▸ Task brief
Two lines mark the range in the entries below: the one holding "boy's outstretched arm" and the one holding "find: building window". Set down those two and all lines between them, exactly.

▸ Materials provided
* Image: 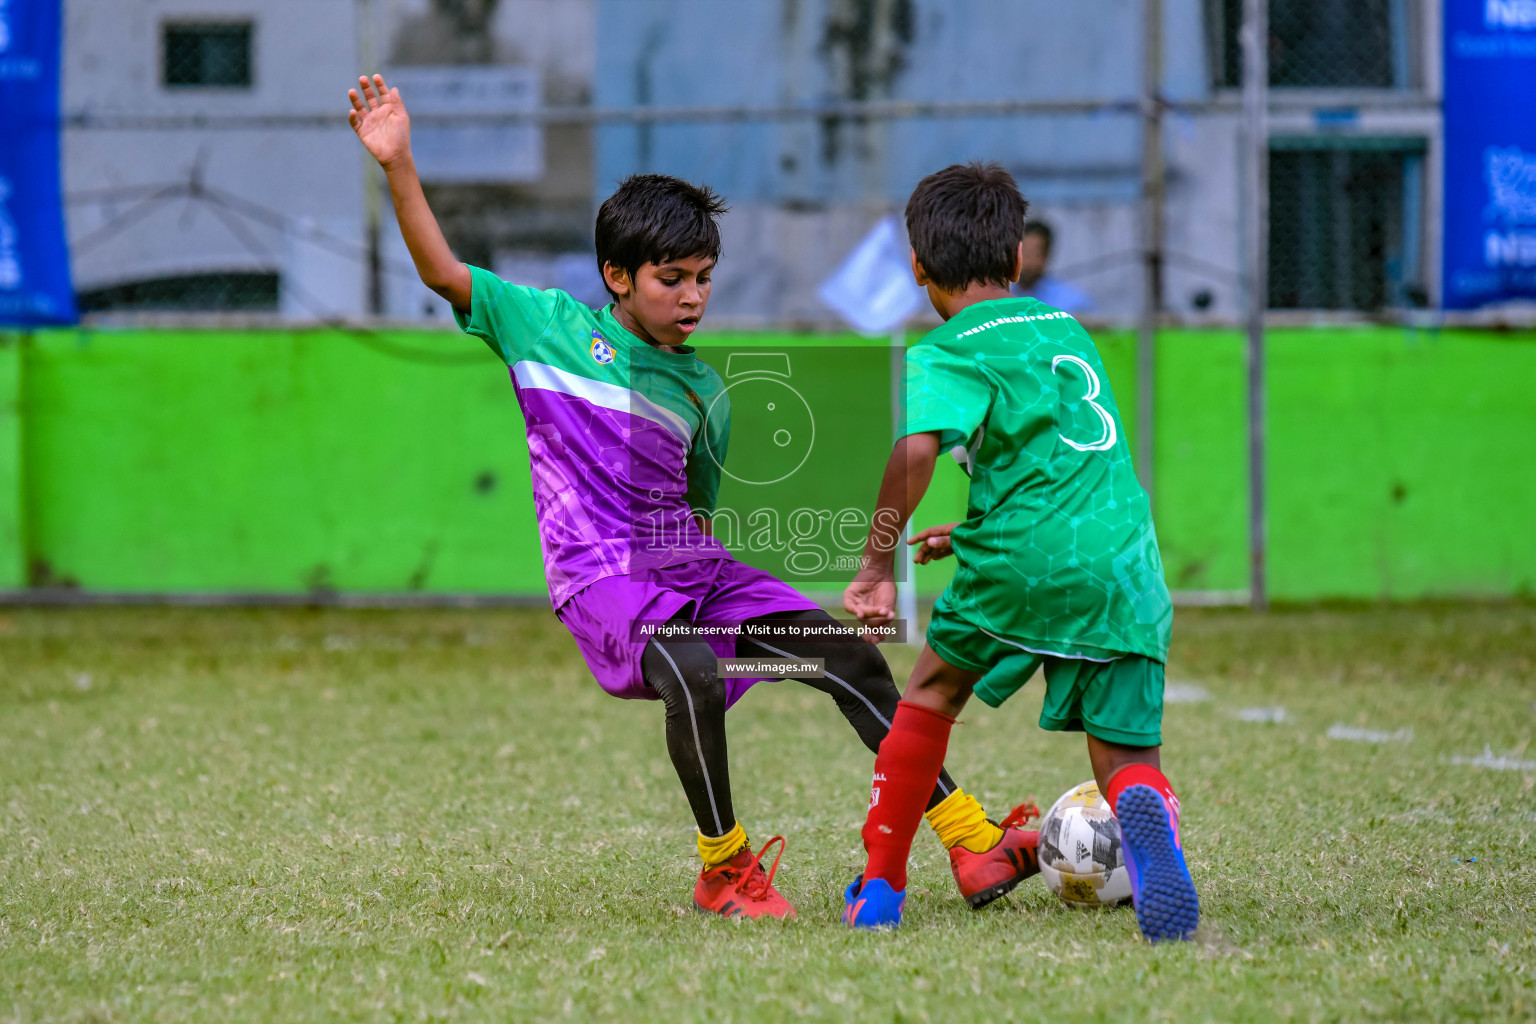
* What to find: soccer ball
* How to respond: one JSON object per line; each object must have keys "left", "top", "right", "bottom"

{"left": 1038, "top": 781, "right": 1133, "bottom": 907}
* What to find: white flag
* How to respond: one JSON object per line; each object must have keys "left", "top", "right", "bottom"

{"left": 817, "top": 215, "right": 925, "bottom": 335}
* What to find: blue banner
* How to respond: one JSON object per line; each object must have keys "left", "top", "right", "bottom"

{"left": 0, "top": 0, "right": 76, "bottom": 325}
{"left": 1444, "top": 0, "right": 1536, "bottom": 309}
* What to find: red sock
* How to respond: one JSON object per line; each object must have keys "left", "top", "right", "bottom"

{"left": 1105, "top": 763, "right": 1183, "bottom": 846}
{"left": 862, "top": 701, "right": 955, "bottom": 891}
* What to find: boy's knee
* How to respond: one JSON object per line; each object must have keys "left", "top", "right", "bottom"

{"left": 686, "top": 673, "right": 728, "bottom": 716}
{"left": 903, "top": 671, "right": 964, "bottom": 699}
{"left": 901, "top": 668, "right": 974, "bottom": 715}
{"left": 645, "top": 641, "right": 725, "bottom": 713}
{"left": 832, "top": 640, "right": 893, "bottom": 689}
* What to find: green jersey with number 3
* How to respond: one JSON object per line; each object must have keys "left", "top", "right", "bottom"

{"left": 905, "top": 297, "right": 1172, "bottom": 664}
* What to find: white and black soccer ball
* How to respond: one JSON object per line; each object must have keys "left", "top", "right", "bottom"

{"left": 1038, "top": 781, "right": 1133, "bottom": 907}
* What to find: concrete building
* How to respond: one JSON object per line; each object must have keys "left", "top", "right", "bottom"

{"left": 594, "top": 0, "right": 1441, "bottom": 324}
{"left": 61, "top": 0, "right": 594, "bottom": 321}
{"left": 60, "top": 0, "right": 1442, "bottom": 325}
{"left": 63, "top": 0, "right": 368, "bottom": 318}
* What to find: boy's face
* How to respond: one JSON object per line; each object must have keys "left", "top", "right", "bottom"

{"left": 1018, "top": 233, "right": 1049, "bottom": 288}
{"left": 603, "top": 256, "right": 714, "bottom": 348}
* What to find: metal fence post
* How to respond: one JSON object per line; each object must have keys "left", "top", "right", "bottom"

{"left": 1242, "top": 0, "right": 1269, "bottom": 613}
{"left": 356, "top": 0, "right": 384, "bottom": 316}
{"left": 890, "top": 328, "right": 919, "bottom": 644}
{"left": 1138, "top": 0, "right": 1163, "bottom": 502}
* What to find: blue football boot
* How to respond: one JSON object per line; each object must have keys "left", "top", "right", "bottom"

{"left": 842, "top": 874, "right": 904, "bottom": 929}
{"left": 1115, "top": 784, "right": 1200, "bottom": 941}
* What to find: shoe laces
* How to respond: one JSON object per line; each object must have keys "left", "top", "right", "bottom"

{"left": 999, "top": 800, "right": 1041, "bottom": 830}
{"left": 733, "top": 835, "right": 786, "bottom": 901}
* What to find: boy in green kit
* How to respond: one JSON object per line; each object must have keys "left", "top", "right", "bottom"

{"left": 840, "top": 163, "right": 1197, "bottom": 941}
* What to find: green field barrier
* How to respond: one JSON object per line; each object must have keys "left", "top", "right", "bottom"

{"left": 0, "top": 337, "right": 21, "bottom": 589}
{"left": 0, "top": 324, "right": 1531, "bottom": 601}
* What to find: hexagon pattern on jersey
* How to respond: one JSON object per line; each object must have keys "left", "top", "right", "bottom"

{"left": 905, "top": 298, "right": 1172, "bottom": 663}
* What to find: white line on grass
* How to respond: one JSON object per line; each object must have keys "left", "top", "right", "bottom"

{"left": 1165, "top": 683, "right": 1212, "bottom": 704}
{"left": 1326, "top": 724, "right": 1413, "bottom": 743}
{"left": 1449, "top": 745, "right": 1536, "bottom": 772}
{"left": 1236, "top": 706, "right": 1288, "bottom": 723}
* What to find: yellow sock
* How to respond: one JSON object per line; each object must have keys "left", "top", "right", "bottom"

{"left": 697, "top": 821, "right": 749, "bottom": 869}
{"left": 925, "top": 789, "right": 1004, "bottom": 854}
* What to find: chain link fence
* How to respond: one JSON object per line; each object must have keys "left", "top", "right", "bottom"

{"left": 162, "top": 23, "right": 254, "bottom": 88}
{"left": 1214, "top": 0, "right": 1428, "bottom": 314}
{"left": 1211, "top": 0, "right": 1414, "bottom": 89}
{"left": 1269, "top": 143, "right": 1427, "bottom": 311}
{"left": 59, "top": 0, "right": 1435, "bottom": 322}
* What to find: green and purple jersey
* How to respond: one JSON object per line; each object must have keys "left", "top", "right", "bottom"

{"left": 905, "top": 297, "right": 1172, "bottom": 663}
{"left": 455, "top": 265, "right": 730, "bottom": 607}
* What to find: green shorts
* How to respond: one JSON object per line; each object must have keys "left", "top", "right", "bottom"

{"left": 926, "top": 608, "right": 1165, "bottom": 748}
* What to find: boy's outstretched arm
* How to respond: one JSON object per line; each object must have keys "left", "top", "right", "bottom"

{"left": 348, "top": 74, "right": 472, "bottom": 312}
{"left": 909, "top": 522, "right": 960, "bottom": 564}
{"left": 843, "top": 431, "right": 941, "bottom": 638}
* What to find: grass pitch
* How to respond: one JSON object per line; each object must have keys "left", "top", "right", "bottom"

{"left": 2, "top": 603, "right": 1533, "bottom": 1022}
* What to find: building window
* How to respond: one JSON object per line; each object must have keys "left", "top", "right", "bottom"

{"left": 1268, "top": 140, "right": 1426, "bottom": 310}
{"left": 1209, "top": 0, "right": 1413, "bottom": 89}
{"left": 78, "top": 272, "right": 279, "bottom": 313}
{"left": 163, "top": 23, "right": 253, "bottom": 88}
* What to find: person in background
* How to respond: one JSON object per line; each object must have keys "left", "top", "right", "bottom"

{"left": 1013, "top": 220, "right": 1096, "bottom": 315}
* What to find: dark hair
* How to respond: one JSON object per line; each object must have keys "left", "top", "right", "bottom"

{"left": 594, "top": 174, "right": 729, "bottom": 297}
{"left": 1024, "top": 219, "right": 1053, "bottom": 251}
{"left": 904, "top": 162, "right": 1029, "bottom": 291}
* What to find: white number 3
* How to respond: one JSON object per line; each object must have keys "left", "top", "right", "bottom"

{"left": 1051, "top": 354, "right": 1118, "bottom": 452}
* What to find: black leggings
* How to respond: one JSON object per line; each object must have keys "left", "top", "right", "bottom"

{"left": 641, "top": 608, "right": 958, "bottom": 837}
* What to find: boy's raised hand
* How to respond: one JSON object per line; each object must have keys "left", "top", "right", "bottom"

{"left": 348, "top": 74, "right": 411, "bottom": 168}
{"left": 909, "top": 522, "right": 959, "bottom": 564}
{"left": 346, "top": 72, "right": 471, "bottom": 310}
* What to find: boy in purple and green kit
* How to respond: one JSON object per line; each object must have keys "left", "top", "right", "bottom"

{"left": 348, "top": 75, "right": 1043, "bottom": 918}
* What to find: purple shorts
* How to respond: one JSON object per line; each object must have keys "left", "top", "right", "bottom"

{"left": 555, "top": 557, "right": 820, "bottom": 708}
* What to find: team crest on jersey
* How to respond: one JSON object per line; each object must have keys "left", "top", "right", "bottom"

{"left": 590, "top": 331, "right": 616, "bottom": 365}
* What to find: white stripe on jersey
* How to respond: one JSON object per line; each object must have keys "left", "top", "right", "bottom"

{"left": 511, "top": 360, "right": 693, "bottom": 444}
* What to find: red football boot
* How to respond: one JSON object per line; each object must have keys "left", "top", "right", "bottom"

{"left": 949, "top": 801, "right": 1043, "bottom": 909}
{"left": 693, "top": 835, "right": 796, "bottom": 919}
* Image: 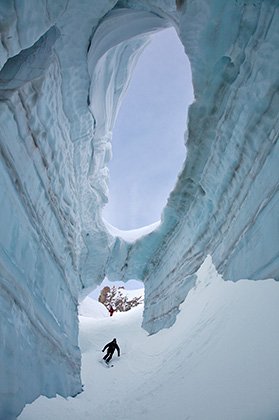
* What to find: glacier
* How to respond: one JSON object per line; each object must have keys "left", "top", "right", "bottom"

{"left": 0, "top": 0, "right": 278, "bottom": 418}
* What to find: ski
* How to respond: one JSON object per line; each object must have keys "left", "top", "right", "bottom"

{"left": 99, "top": 360, "right": 114, "bottom": 368}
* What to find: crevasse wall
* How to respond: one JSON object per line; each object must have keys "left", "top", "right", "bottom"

{"left": 0, "top": 0, "right": 278, "bottom": 418}
{"left": 106, "top": 0, "right": 279, "bottom": 334}
{"left": 0, "top": 1, "right": 170, "bottom": 418}
{"left": 0, "top": 1, "right": 119, "bottom": 418}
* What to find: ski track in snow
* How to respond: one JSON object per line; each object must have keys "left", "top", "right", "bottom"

{"left": 19, "top": 258, "right": 279, "bottom": 420}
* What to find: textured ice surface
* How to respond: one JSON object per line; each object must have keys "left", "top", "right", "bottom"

{"left": 107, "top": 0, "right": 279, "bottom": 333}
{"left": 0, "top": 0, "right": 278, "bottom": 417}
{"left": 0, "top": 1, "right": 118, "bottom": 418}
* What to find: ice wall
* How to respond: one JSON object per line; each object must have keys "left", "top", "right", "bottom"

{"left": 106, "top": 0, "right": 279, "bottom": 333}
{"left": 0, "top": 0, "right": 278, "bottom": 417}
{"left": 0, "top": 1, "right": 119, "bottom": 418}
{"left": 0, "top": 1, "right": 169, "bottom": 417}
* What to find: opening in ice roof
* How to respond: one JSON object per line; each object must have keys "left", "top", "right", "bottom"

{"left": 102, "top": 27, "right": 193, "bottom": 230}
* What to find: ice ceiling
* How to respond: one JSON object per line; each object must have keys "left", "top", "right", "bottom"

{"left": 0, "top": 0, "right": 278, "bottom": 418}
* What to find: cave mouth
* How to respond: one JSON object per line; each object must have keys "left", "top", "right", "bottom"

{"left": 79, "top": 278, "right": 145, "bottom": 319}
{"left": 102, "top": 26, "right": 194, "bottom": 231}
{"left": 89, "top": 278, "right": 144, "bottom": 301}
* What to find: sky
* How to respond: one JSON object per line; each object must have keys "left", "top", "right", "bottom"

{"left": 102, "top": 27, "right": 194, "bottom": 230}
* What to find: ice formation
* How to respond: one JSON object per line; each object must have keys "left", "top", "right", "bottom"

{"left": 0, "top": 0, "right": 278, "bottom": 418}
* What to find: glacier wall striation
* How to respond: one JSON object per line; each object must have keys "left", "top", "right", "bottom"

{"left": 138, "top": 0, "right": 279, "bottom": 333}
{"left": 0, "top": 1, "right": 119, "bottom": 418}
{"left": 105, "top": 0, "right": 279, "bottom": 333}
{"left": 0, "top": 0, "right": 278, "bottom": 417}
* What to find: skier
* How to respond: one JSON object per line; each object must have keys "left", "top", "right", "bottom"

{"left": 102, "top": 338, "right": 120, "bottom": 364}
{"left": 109, "top": 306, "right": 114, "bottom": 317}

▸ Task result
* What to find: boy's outstretched arm
* How to respond: one JSON object per line; each object must have keys "left", "top", "right", "bottom"

{"left": 348, "top": 74, "right": 472, "bottom": 312}
{"left": 909, "top": 522, "right": 960, "bottom": 564}
{"left": 843, "top": 431, "right": 941, "bottom": 638}
* What to find: grass pitch
* How to respond: one JSON object per line; each object must have keys "left", "top", "right", "bottom"

{"left": 2, "top": 603, "right": 1533, "bottom": 1022}
* What to find: building window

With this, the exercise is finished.